• _DESCRIPTION OF THE TASK_
Retype each line below precisely and omit all images.

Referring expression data
------------------------
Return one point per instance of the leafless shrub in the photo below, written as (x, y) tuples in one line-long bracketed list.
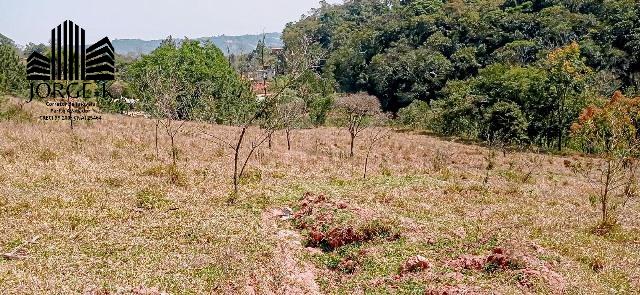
[(361, 111), (376, 136)]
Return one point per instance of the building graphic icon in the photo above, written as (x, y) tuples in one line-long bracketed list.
[(71, 59)]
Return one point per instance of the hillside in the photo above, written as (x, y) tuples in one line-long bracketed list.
[(235, 44), (97, 201)]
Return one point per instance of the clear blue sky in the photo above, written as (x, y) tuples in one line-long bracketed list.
[(31, 20)]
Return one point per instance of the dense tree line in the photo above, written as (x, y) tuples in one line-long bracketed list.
[(492, 69)]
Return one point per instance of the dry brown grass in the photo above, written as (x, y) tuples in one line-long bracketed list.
[(108, 217)]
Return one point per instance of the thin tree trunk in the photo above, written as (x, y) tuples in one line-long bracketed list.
[(236, 158), (353, 138), (157, 149), (174, 153), (366, 164), (605, 195)]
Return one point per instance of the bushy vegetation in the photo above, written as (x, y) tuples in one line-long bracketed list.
[(468, 59)]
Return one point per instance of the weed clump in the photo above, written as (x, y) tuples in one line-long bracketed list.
[(331, 225), (149, 199)]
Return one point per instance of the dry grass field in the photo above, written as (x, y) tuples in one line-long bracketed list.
[(93, 211)]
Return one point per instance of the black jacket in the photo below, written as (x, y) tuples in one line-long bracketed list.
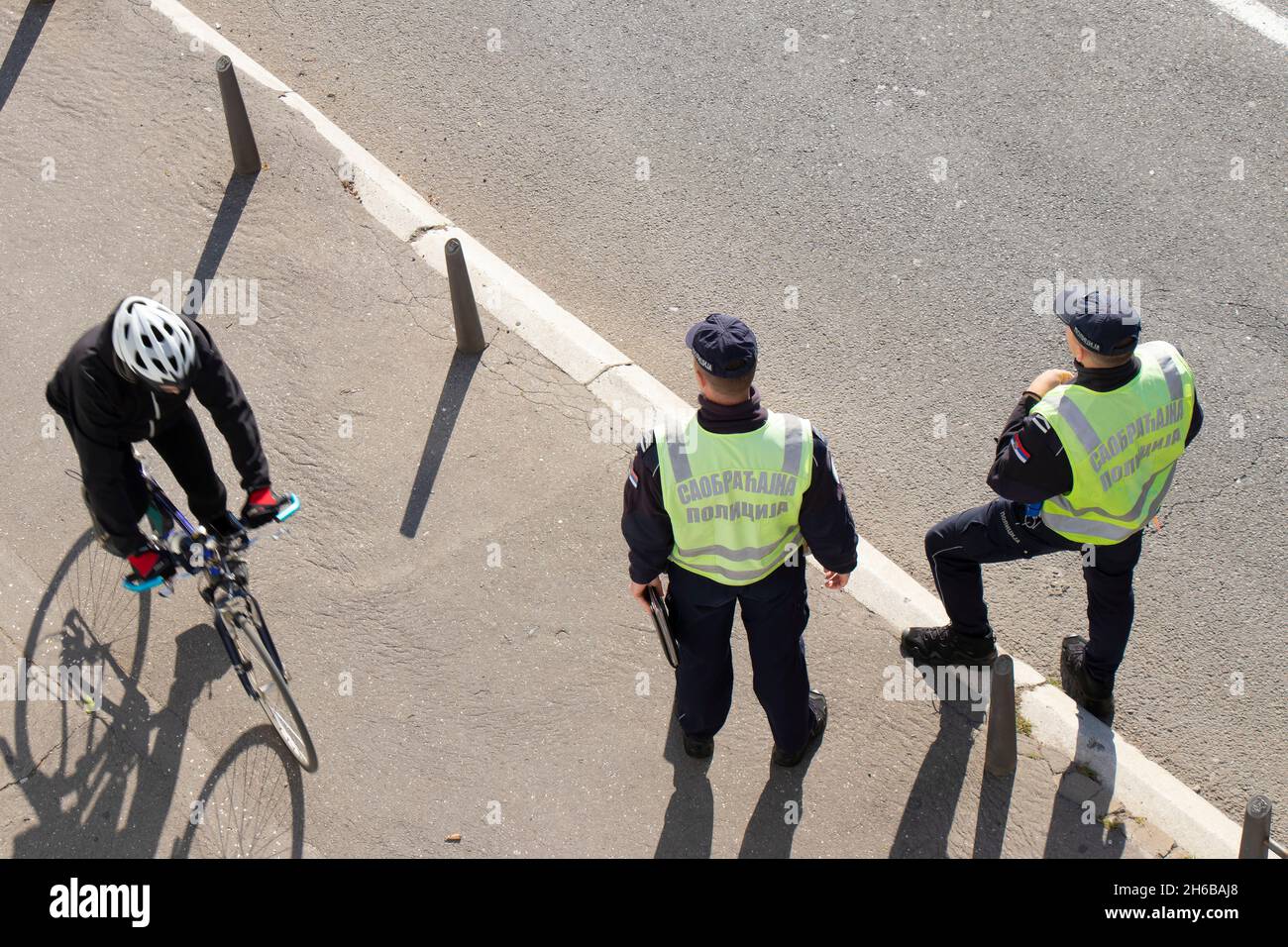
[(824, 518), (1030, 464), (106, 414)]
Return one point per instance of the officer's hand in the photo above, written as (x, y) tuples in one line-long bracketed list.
[(642, 595), (1047, 380)]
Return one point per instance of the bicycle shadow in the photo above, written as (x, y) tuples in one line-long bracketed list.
[(101, 781), (252, 804)]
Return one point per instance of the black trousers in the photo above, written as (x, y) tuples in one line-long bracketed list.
[(996, 532), (183, 449), (774, 612)]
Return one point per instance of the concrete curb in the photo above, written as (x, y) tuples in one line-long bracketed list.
[(879, 583)]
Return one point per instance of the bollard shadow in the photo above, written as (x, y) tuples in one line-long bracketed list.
[(690, 826), (450, 401), (995, 809), (252, 805), (99, 779), (773, 822), (1078, 830), (24, 42), (236, 195), (927, 815)]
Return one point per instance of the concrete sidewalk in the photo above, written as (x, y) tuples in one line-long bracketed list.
[(452, 596)]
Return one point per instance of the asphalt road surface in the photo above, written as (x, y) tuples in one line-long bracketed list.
[(885, 195)]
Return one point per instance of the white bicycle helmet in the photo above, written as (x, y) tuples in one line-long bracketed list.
[(153, 342)]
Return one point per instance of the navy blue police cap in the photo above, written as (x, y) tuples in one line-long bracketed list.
[(724, 346), (1102, 321)]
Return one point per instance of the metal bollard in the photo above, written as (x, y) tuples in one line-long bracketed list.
[(465, 313), (1256, 828), (243, 140), (1000, 750)]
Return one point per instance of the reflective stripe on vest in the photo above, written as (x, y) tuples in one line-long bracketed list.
[(734, 499), (1122, 447)]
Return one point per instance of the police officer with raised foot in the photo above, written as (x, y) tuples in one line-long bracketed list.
[(725, 505), (1083, 464)]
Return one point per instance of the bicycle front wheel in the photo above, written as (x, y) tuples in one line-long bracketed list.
[(270, 692)]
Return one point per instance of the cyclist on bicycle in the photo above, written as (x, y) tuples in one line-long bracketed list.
[(128, 380)]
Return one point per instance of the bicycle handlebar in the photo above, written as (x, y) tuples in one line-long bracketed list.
[(281, 515)]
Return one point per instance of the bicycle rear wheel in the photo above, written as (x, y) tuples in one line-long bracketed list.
[(270, 692)]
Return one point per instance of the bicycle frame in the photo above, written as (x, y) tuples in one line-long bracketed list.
[(223, 582)]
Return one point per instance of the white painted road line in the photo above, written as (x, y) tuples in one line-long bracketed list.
[(879, 583), (1258, 17)]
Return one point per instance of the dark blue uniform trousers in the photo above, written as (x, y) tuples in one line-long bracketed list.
[(997, 532), (774, 612)]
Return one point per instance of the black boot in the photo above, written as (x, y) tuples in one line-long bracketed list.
[(698, 749), (1091, 694), (818, 707), (941, 647)]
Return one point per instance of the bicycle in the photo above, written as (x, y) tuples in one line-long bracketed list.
[(224, 583)]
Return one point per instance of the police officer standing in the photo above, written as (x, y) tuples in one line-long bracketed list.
------------------------
• _OUTPUT FOR THIS TASK_
Return one point per instance of the leafless shrub in the photo below, written as (x, y) tuples in one line-long bracketed list.
[(361, 111), (376, 136)]
Return one point per instance of the building graphic icon in the photo above, written as (x, y) tuples in one line-long bracketed list.
[(71, 59)]
Return one point per instance of the hillside in the photo above, written as (x, y) tuples in one line-long bracketed list.
[(235, 44), (97, 201)]
Return one point per instance of the clear blue sky in the photo above, written as (x, y) tuples in one line-long bracketed list.
[(31, 20)]
Return one point per instance of the dense tree line in the photo above, written as (x, y) tuples in one line-long bracketed list.
[(492, 69)]
Return one point per instance of the dry brown grass in the photo above, written as (x, y) tuples in one line-long bracketed list.
[(108, 217)]
Return one point per instance of the thin tree trunk in the photo above, written as (x, y) tuples in one line-long bracketed list.
[(236, 158), (353, 138), (157, 149), (174, 153), (366, 164), (605, 195)]
Return one point per instance of the bushy vegetation in the photo above, written as (x, y) tuples in one line-long bracketed list.
[(468, 59)]
Return one point per instance of the weed clump in the photo above, written as (x, y) tuples in one line-long bracketed list.
[(331, 225), (149, 199)]
Return one point per instance of the dry grass field in the photo above, written as (x, y) tuples in one line-long bracketed list.
[(93, 211)]
Return one point per instance of the black jacket in the photo below, written as (x, y) tuples in one line-long bracketed list.
[(824, 518), (1030, 464), (106, 414)]
Return one point per instance of the officer's hand in the photo above, written as (x, y) tuples in one line-long bracketed list.
[(642, 595), (1047, 380)]
Return one point per instance of the bicycle shadow in the photo above, written as (x, y) tuples in one line-long bracketed list.
[(101, 781), (252, 804)]
Return one point per instance of the black trousers in the photo above, written as (x, y) tuples in one line-long bracketed list.
[(996, 532), (183, 449), (774, 612)]
Return one point per instance of the concrete curb in the photo above, written as (x, y) tuples in one line-long bracketed list.
[(879, 583)]
Return one point per instance of the bollard shadow in the photo above, written as (x, y) tuples in one line-long bracketed list.
[(690, 826), (450, 401), (995, 809), (252, 805), (99, 779), (773, 822), (1078, 830), (24, 42), (236, 195), (927, 815)]
Return one point per instance of the concrete sidewalk in the photo above, written as (x, y) tuples in one line-long bracketed list.
[(452, 596)]
Return one point per instance of the asphalt road surface in the photo above, written as (x, y) tuples in one line-long bracketed list.
[(885, 195)]
Return one point per instance of the white bicycle helmet in the photo above, written as (x, y) tuples in one line-long bracketed list.
[(153, 342)]
Return one point per instance of the navy blue police cap in the photo above, written as (x, y) tuples in one line-long bracketed list.
[(724, 346), (1102, 321)]
Return one point per instance of the metal bollard in the photo above, written as (x, y) tuples in one line-long bracketed list.
[(465, 313), (1256, 828), (243, 140), (1000, 750)]
Return one point per instance of the reflective stripe on vest in the photo above, written as (x, y) tuples in one line-long bracketed list.
[(734, 499), (1122, 447)]
Return one point per instance of the police officer with raised foot in the photo above, written as (x, y) tuples in one line-long bracketed list.
[(725, 505), (1083, 464)]
Return one point per instance of the bicycle front wheel in the photo above, written as (x, y) tuples in one line-long bracketed list.
[(270, 692)]
Return one point per instance of the cyclist on bicycle in the photo above, written as (x, y) tuples in one line-long bracketed list.
[(128, 380)]
Return one point per instance of the bicycle handlebar in the photo above, written as (x, y) tuples in one line-long bracketed list.
[(281, 515)]
Return one point per instance of the bicycle rear wheel in the photo above, written as (x, y) tuples in one line-long bracketed list.
[(270, 692)]
Return one point per instance of the bicycle frame in the photo above, written as (x, y) tuples in one line-long bracketed list.
[(223, 582)]
Return one point per instance of the white painted road line in the photo above, written as (x, y) tuples in one line-long bracketed list.
[(879, 583), (1258, 17)]
Return one point per instance of the dark blue uniform trousers in the photo above, written as (x, y) tuples in one line-long bracketed list.
[(997, 532), (774, 612)]
Return one point per instance of the black boot in the photo above, written as (x, y) tuples in one line-long bracketed list.
[(698, 749), (1091, 694), (818, 707), (941, 647)]
Return one point per instance of the bicycle in the photo above, written as (x, y) tuples in one line-long bracketed list.
[(224, 583)]
Return one point per instance of the police officer standing in the photo above, written as (x, y) tuples in one line-long bracketed list.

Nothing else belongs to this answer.